• Task to complete: Please pull out every line of the records below that contains the string "paper", copying each line in full. Case counts.

— Start —

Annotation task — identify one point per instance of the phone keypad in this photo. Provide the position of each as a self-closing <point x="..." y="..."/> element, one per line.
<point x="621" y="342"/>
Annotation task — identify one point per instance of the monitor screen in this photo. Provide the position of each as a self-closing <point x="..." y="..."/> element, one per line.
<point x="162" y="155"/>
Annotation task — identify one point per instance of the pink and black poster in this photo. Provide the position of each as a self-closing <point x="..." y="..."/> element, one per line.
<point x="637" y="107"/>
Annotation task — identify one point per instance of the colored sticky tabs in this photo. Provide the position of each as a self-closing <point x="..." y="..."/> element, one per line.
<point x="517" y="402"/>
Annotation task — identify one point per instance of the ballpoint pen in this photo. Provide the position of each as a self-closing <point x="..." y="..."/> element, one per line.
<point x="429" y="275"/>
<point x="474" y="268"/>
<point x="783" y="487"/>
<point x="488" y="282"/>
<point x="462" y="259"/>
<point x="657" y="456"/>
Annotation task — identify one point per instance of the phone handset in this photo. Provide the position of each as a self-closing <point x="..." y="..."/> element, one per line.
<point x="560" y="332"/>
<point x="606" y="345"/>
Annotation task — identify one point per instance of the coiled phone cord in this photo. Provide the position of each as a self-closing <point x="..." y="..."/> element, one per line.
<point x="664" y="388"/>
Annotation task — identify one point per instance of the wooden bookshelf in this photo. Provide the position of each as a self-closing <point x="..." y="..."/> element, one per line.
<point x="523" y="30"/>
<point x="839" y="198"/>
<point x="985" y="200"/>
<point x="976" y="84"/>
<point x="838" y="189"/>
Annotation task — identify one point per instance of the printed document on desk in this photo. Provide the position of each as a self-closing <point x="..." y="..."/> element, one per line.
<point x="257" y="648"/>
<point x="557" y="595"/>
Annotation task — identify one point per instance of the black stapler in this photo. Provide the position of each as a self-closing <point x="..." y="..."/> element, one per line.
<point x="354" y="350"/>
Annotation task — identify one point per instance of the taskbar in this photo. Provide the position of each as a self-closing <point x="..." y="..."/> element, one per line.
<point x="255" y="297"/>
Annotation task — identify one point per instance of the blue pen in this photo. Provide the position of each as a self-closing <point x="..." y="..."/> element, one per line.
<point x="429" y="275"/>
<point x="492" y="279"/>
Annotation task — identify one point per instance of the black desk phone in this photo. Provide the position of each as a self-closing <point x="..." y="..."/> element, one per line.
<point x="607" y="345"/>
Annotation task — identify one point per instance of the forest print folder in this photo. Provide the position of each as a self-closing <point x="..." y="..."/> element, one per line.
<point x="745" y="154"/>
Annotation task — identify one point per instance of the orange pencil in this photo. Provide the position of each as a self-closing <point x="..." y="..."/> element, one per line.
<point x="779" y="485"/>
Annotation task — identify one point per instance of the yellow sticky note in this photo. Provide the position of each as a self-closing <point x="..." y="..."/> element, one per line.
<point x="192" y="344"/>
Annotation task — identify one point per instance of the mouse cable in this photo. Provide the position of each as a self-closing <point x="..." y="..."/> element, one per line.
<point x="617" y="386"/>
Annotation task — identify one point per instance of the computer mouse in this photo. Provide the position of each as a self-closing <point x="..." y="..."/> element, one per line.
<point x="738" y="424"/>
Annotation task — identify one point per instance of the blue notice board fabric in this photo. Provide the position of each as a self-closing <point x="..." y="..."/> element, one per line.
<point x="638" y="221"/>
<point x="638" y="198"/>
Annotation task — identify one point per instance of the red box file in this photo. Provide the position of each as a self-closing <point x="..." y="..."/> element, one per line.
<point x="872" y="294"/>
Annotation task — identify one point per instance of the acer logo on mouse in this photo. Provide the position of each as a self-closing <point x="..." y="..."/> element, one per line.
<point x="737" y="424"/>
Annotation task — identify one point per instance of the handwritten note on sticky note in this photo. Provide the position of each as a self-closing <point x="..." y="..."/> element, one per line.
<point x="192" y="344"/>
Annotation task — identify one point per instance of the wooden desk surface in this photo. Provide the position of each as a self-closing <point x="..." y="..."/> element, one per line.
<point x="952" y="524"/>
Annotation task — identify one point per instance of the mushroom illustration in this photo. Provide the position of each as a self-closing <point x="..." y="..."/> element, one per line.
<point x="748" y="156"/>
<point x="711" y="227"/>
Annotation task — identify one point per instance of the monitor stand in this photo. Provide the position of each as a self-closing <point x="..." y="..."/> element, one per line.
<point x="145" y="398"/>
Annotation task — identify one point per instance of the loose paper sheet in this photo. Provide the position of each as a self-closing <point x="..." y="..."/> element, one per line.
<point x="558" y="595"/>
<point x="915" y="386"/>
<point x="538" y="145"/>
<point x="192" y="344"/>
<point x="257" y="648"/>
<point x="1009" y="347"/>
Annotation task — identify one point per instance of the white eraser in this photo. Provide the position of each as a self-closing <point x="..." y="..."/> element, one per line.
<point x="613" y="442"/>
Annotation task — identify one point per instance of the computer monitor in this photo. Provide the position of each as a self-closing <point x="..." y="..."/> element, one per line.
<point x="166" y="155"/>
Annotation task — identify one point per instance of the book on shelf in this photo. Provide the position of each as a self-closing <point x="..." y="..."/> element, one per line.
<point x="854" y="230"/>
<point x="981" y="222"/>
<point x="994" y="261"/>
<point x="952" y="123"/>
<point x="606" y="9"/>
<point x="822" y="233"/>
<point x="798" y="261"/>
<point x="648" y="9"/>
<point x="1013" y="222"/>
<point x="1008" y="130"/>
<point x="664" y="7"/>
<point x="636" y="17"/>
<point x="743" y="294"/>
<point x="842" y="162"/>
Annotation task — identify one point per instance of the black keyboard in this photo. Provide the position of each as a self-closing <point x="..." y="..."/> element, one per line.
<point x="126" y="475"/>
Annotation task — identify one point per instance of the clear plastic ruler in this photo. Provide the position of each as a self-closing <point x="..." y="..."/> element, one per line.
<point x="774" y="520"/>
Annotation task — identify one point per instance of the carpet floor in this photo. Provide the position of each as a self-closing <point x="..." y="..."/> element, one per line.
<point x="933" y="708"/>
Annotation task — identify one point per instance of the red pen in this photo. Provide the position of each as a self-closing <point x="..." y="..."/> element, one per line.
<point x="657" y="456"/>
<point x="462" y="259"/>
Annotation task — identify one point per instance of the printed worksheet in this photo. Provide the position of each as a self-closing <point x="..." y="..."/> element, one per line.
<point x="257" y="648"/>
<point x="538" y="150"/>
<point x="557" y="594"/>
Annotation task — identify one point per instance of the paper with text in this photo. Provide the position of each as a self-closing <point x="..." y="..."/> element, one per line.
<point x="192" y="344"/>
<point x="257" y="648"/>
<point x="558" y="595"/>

— End —
— Start —

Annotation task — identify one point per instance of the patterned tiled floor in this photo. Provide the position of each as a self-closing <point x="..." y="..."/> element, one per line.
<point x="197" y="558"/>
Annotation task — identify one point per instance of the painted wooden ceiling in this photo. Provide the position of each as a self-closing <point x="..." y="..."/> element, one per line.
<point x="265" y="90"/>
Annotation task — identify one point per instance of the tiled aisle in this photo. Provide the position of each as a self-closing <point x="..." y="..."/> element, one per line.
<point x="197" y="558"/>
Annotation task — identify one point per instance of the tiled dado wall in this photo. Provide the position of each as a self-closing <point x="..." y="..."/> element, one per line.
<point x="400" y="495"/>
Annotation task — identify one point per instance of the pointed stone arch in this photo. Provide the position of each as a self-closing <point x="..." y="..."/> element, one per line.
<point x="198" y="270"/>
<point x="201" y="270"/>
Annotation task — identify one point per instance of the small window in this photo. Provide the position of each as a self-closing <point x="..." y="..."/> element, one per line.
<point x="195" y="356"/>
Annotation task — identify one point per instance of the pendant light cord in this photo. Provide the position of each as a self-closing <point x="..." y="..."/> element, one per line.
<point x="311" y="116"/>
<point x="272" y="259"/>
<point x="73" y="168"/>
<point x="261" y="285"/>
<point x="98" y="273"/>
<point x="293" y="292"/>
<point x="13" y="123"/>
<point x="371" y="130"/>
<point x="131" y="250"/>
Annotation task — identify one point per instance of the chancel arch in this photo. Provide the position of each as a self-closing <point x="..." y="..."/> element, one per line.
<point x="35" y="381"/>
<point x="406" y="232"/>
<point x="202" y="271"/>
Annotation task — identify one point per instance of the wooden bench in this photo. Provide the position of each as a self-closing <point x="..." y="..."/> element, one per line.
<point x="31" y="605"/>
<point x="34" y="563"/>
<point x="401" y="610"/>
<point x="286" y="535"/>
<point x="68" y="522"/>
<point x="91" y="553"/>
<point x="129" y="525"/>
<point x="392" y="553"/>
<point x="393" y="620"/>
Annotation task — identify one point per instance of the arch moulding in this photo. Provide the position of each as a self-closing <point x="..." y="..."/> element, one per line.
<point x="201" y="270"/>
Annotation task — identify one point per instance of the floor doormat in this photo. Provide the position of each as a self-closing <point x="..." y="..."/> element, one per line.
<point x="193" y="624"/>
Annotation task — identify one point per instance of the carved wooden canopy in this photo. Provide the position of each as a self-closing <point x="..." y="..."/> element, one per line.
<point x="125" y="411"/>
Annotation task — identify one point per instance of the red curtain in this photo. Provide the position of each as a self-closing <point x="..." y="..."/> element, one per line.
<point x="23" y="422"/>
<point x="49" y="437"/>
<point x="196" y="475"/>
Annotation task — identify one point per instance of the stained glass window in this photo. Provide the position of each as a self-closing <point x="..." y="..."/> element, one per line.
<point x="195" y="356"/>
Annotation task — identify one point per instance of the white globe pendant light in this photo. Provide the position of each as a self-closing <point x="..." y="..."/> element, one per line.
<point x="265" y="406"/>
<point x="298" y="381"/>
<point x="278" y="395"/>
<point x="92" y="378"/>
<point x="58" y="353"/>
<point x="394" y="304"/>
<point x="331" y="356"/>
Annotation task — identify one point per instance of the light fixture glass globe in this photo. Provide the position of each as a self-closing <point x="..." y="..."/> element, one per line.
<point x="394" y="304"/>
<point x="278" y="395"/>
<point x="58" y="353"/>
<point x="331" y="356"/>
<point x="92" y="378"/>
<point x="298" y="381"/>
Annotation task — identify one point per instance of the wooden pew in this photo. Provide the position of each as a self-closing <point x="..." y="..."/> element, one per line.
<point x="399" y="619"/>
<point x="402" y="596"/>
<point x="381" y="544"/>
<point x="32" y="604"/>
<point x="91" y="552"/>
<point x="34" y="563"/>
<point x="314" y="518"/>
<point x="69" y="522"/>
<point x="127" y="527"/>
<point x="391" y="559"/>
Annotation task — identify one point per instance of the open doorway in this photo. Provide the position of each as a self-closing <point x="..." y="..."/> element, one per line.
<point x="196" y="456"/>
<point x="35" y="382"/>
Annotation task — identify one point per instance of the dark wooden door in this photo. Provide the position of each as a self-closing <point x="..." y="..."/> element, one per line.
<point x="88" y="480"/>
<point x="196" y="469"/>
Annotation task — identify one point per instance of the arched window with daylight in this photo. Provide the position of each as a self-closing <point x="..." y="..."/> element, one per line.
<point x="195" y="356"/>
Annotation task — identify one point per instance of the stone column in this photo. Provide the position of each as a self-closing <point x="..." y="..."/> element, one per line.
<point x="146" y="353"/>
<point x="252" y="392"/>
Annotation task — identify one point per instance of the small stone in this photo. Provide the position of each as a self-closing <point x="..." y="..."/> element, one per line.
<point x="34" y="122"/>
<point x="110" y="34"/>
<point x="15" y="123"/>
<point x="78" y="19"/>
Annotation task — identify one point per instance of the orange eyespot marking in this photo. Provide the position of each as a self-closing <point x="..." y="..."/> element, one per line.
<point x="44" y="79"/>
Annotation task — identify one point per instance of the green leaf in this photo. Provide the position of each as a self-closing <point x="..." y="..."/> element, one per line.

— End —

• Exercise response:
Annotation task — identify one point per instance of the loose paper sheet in this photo. Provide the position of each as a self-closing <point x="..." y="..."/> element, one per line.
Annotation task — identify one point per instance of the paper with text in this photo. Provide the position of each as a self-closing <point x="..." y="..."/> element, one per line.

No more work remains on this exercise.